* **Excerpt provided**:
________________________________________

- Theatrical release poster
- Directed by: Jean Girault
- Written by: Richard Balducci Jean Girault Jacques Vilfrid
- Produced by: Renè Pigneres et Gérard Beytout
- Starring: Louis de Funès Michel Galabru
- Cinematography: Pierre Montazel
- Edited by: Armand Psenny
- Music by: Raymond Lefèvre
- Distributed by: SNC
- Release date: 28 October 1970;
- Running time: 100 minutes
- Countries: France Italy
- Language: French
- Box office: $36.5 million

= Le Gendarme en balade =

Le Gendarme en balade is a French comedy film and the fourth instalment of the Gendarme series starring Louis de Funès as Ludovic Cruchot and also known as "The Gendarme Takes Off" and "The Troops on Vacation". It is followed by two more films: Le gendarme et les extra-terrestres and Le Gendarme et les Gendarmettes.

== Plot ==
Changes are coming for the Gendarmerie Brigade of Saint Tropez. The gendarmes are forced into retirement to make way for a younger breed. Even so, when they learn that one of them has had an accident and has become amnesiac, they reunite to help him get his memory back. Along the way, they have to stop juvenile delinquents to put a nuclear warhead on a rocket said youths built, while being pursued by their younger colleagues.

==Cast==
- Louis de Funès : Ludovic Cruchot
- Michel Galabru: Jérôme Gerber
- Claude Gensac: Josépha
- Jean Lefebvre: Fougasse
- Christian Marin: Merlot
- Guy Grosso: Tricard
- Michel Modo: Berlicot
- France Rumilly: Sister Clothilde
- Nicole Vervil: Madame Gerber
- Dominique Davray: The Abbess
- Yves Vincent: The Colonel
- Paul Préboist: The Groom
- Ugo Fangareggi: Hippie

==Reception==
The film was the most popular at the French box office in 1970 with admissions of 4,870,609.

________________________________________

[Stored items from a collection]
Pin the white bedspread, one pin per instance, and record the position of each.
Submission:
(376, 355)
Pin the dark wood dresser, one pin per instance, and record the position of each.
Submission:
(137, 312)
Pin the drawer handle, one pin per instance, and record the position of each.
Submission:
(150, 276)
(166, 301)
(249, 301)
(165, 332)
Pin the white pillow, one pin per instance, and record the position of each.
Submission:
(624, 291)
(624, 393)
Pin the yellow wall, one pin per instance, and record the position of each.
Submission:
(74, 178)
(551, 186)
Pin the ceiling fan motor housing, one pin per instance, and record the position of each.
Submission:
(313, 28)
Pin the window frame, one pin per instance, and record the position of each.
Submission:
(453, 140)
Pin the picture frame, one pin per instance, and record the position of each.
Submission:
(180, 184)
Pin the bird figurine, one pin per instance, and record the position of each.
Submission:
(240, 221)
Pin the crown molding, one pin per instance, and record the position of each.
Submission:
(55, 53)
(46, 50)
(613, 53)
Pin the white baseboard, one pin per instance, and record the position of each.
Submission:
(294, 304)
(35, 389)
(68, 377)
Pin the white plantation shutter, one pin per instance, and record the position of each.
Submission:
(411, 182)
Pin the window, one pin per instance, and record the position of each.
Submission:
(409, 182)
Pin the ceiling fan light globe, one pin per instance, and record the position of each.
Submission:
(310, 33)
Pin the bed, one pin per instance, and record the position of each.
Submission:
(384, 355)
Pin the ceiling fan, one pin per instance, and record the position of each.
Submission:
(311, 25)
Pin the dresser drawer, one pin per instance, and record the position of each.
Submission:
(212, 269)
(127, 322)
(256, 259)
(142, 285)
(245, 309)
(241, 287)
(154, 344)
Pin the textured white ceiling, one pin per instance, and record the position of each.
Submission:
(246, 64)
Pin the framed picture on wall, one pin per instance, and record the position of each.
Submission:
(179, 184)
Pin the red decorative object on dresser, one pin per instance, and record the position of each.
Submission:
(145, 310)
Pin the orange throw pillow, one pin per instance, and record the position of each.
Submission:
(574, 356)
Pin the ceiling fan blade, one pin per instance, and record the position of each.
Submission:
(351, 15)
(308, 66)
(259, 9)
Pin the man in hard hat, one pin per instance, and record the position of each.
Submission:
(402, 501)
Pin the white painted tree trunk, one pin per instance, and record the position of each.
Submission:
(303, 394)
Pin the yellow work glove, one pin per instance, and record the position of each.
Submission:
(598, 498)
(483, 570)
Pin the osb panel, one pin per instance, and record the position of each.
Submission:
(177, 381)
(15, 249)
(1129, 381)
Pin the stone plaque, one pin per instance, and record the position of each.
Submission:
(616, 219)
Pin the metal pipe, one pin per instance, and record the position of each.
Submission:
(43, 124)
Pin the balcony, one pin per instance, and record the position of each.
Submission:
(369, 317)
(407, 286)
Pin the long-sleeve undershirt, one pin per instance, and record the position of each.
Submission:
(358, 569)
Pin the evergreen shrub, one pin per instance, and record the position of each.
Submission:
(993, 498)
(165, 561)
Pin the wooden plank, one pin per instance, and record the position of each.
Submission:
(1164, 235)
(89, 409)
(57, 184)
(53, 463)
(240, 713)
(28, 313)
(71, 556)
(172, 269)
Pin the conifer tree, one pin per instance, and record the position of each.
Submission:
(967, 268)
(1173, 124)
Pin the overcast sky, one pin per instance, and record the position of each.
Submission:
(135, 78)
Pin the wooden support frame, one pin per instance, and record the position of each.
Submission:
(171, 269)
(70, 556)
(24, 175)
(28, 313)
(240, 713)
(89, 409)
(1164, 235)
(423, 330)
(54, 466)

________________________________________

* **Task set**:
**1.** Swap "amnesiac" for "forgetful" in the stretch of the Le Gendarme en balade article from "Le Gendarme en balade is" through "their younger colleagues.", and give that stretch back.
**2.** Using the Le Gendarme en balade article, say whether each statement agrees with it: (a) the film runs 100 minutes; (b) Claude Gensac plays Madame Gerber; (c) the film is followed by three more films. Answer yes or no for each and quote the deciding words.

* **Answers in order**:
**1.**
Le Gendarme en balade is a French comedy film and the fourth instalment of the Gendarme series starring Louis de Funès as Ludovic Cruchot and also known as "The Gendarme Takes Off" and "The Troops on Vacation". It is followed by two more films: Le gendarme et les extra-terrestres and Le Gendarme et les Gendarmettes.

== Plot ==
Changes are coming for the Gendarmerie Brigade of Saint Tropez. The gendarmes are forced into retirement to make way for a younger breed. Even so, when they learn that one of them has had an accident and has become forgetful, they reunite to help him get his memory back. Along the way, they have to stop juvenile delinquents to put a nuclear warhead on a rocket said youths built, while being pursued by their younger colleagues.

**2.**
(a) Yes: "Running time: 100 minutes"
(b) No: "Claude Gensac: Josépha" and "Nicole Vervil: Madame Gerber"
(c) No: "It is followed by two more films"